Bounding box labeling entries

━━━━━━━━━━━━━━━━━━━━━━━━━━━━━━

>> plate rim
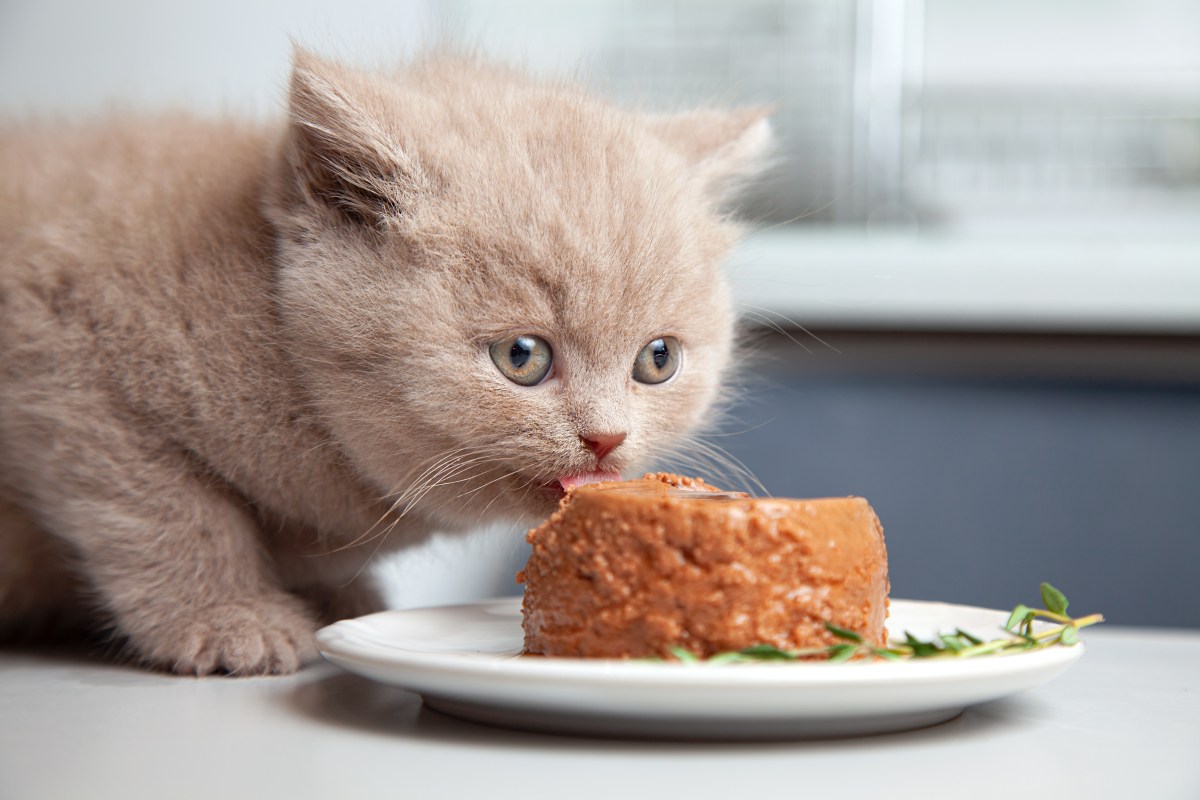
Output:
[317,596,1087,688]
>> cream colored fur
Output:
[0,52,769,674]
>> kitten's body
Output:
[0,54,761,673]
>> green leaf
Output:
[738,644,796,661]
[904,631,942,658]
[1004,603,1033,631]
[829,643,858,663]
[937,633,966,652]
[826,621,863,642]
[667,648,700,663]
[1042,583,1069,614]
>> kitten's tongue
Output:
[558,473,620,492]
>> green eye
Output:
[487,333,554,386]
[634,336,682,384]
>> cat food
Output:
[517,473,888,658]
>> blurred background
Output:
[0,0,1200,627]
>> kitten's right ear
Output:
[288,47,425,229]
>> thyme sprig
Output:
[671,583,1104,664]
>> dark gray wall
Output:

━━━━━━━━━━━━━━━━━━━━━━━━━━━━━━

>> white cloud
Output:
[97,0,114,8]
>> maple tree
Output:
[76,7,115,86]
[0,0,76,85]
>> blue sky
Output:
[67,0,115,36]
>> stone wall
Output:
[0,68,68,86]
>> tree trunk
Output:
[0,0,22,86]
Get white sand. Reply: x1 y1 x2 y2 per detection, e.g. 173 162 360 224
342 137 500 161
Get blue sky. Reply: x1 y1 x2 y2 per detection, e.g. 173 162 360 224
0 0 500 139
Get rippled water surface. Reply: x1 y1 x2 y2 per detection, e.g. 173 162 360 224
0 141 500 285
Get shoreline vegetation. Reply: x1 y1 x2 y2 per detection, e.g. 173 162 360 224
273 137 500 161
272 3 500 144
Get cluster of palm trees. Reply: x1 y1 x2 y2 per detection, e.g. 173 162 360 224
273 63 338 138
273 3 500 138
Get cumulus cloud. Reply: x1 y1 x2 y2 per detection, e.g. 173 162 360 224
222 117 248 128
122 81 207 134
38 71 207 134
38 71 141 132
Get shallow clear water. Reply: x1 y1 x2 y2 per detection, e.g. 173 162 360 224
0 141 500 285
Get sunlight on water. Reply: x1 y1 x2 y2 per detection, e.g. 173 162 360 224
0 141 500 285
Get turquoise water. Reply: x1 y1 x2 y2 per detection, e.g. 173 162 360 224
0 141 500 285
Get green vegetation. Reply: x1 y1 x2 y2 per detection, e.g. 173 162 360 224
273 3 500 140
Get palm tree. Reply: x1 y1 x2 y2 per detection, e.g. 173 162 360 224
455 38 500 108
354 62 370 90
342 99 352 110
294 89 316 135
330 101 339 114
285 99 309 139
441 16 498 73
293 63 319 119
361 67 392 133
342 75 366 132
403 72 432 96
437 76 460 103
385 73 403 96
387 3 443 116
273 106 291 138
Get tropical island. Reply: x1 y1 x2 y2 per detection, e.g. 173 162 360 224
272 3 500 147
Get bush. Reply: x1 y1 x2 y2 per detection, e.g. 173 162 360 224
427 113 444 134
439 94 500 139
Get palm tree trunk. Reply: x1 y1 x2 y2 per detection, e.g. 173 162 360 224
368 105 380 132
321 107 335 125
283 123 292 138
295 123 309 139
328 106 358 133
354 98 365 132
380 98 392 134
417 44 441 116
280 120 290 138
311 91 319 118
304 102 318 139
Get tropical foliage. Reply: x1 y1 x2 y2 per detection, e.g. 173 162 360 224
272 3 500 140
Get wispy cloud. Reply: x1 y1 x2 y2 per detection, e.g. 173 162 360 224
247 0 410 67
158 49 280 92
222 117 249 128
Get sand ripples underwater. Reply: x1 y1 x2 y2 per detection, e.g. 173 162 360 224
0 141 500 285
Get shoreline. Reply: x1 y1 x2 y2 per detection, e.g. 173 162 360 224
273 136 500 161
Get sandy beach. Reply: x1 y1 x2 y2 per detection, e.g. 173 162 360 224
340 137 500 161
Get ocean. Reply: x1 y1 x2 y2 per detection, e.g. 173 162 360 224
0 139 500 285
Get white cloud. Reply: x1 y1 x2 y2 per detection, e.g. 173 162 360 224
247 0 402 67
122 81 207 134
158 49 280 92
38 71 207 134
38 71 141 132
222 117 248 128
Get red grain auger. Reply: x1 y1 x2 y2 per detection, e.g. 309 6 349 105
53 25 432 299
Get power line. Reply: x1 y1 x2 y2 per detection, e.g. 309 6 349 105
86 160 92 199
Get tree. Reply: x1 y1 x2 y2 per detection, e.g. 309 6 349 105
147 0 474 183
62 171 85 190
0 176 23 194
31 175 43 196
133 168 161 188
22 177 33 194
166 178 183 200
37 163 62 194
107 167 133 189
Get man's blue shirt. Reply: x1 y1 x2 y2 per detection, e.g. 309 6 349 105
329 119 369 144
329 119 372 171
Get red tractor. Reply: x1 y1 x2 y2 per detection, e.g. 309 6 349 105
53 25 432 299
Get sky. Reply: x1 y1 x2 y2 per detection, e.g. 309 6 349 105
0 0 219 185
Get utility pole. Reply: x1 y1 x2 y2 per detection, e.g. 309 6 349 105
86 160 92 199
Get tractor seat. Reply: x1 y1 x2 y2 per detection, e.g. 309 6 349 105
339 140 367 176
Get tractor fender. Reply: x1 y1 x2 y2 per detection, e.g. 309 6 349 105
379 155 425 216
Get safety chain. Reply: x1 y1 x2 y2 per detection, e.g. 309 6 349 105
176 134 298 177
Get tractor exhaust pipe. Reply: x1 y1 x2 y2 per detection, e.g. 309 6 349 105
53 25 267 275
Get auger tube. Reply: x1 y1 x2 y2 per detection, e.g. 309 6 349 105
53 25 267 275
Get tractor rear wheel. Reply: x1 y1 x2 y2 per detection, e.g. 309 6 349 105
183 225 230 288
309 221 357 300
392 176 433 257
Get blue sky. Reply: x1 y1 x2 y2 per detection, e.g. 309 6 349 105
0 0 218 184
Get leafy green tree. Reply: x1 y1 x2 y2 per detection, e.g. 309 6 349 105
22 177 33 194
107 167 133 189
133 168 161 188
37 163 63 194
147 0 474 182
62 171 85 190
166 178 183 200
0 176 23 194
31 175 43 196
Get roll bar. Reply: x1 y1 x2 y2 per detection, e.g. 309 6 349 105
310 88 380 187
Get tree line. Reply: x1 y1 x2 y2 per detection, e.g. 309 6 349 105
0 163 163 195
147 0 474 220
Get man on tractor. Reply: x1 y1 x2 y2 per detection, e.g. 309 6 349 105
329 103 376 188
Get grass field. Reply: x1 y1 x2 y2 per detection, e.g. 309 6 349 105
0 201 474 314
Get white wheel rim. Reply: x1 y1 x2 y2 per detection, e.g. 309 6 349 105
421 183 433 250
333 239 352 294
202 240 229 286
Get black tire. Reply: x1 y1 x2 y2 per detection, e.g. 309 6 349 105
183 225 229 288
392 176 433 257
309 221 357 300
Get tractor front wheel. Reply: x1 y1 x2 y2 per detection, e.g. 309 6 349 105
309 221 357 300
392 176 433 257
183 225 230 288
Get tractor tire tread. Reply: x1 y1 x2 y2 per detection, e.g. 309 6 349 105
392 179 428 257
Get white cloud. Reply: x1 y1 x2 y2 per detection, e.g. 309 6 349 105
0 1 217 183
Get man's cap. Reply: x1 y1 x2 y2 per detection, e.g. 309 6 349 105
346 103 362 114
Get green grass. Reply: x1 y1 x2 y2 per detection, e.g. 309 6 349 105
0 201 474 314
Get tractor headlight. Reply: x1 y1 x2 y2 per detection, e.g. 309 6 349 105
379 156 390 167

━━━━━━━━━━━━━━━━━━━━━━━━━━━━━━

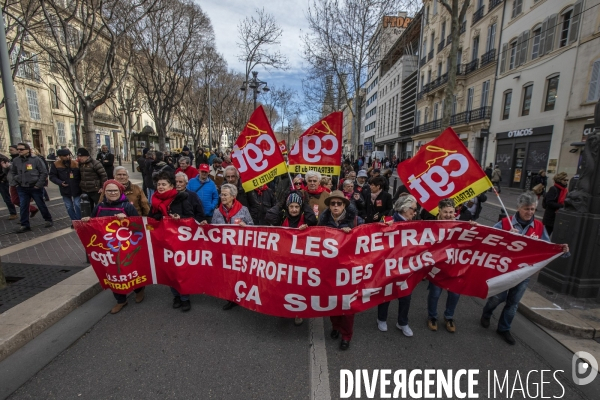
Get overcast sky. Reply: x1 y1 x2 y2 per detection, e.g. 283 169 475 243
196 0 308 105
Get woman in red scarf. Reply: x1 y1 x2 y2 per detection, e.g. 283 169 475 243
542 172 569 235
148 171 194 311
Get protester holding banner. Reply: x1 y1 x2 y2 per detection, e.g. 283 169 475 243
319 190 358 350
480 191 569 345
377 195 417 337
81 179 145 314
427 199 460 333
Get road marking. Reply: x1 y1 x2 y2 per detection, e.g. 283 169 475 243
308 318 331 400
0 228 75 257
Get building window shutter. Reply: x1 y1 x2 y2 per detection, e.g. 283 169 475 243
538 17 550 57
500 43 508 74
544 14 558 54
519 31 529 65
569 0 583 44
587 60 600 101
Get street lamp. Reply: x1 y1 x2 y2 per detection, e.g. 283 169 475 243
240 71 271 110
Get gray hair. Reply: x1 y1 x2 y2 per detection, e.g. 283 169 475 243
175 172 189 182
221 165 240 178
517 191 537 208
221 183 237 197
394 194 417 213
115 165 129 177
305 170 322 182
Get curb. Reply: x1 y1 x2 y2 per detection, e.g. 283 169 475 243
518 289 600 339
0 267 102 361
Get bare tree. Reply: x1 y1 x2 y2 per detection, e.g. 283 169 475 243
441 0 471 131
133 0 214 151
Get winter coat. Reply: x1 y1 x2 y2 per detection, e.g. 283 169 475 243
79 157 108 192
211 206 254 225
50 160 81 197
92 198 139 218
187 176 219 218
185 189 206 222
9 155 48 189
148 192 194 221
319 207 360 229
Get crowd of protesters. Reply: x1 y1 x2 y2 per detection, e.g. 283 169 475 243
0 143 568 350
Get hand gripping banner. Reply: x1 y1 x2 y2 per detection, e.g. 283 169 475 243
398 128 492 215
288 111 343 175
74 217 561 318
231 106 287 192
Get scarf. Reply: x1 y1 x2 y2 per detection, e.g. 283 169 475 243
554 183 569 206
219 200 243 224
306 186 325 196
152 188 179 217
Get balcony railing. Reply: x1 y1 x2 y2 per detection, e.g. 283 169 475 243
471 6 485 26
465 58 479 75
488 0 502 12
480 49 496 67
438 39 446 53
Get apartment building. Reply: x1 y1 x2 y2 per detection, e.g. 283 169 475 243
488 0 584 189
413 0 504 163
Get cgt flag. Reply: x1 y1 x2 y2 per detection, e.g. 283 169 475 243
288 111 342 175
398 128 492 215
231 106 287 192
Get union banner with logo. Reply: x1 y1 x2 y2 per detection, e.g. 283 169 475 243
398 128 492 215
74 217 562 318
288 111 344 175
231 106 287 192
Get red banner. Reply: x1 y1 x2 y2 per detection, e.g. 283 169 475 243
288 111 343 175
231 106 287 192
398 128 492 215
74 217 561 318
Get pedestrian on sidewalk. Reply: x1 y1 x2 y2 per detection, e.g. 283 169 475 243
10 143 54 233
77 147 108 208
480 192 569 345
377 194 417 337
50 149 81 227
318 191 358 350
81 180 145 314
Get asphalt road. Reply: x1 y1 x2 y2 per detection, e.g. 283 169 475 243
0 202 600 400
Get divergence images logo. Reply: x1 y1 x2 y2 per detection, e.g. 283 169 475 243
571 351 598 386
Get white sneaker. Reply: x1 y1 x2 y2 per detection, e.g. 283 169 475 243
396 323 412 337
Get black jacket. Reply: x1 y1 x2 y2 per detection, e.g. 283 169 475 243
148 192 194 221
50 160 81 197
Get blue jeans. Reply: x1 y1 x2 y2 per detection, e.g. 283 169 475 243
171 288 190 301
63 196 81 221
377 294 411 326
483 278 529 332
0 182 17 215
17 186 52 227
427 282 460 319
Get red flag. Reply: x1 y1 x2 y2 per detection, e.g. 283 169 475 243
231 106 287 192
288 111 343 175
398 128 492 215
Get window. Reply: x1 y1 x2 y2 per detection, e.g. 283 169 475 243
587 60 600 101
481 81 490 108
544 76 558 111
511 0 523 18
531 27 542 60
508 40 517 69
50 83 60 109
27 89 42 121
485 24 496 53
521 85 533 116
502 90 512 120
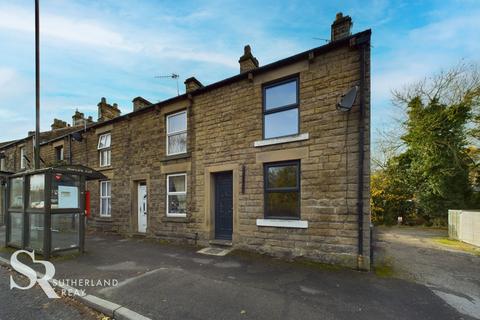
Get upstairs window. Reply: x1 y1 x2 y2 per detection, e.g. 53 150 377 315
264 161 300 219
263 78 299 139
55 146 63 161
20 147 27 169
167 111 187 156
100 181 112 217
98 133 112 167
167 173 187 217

━━━━━━━━━━━━━━━━━━━━━━━━━━━━━━

- [SHORT PROBLEM]
Write out the lines from the line with "Get sunlight on" to the line with "273 3 500 140", leaving the requests unchanged, and offset every coordinate in the answers by adding 57 to it.

- [EXERCISE RESULT]
Get sunlight on water. Reply: x1 y1 x2 y2 per detection, e.g. 173 162 360 224
57 198 557 342
Get turquoise water. Reply: x1 y1 x2 y2 per detection, e.g. 173 162 360 224
57 198 557 342
Get green vegetation. Reply: x1 y1 x2 y2 per detection, e.g. 173 162 360 224
330 60 557 197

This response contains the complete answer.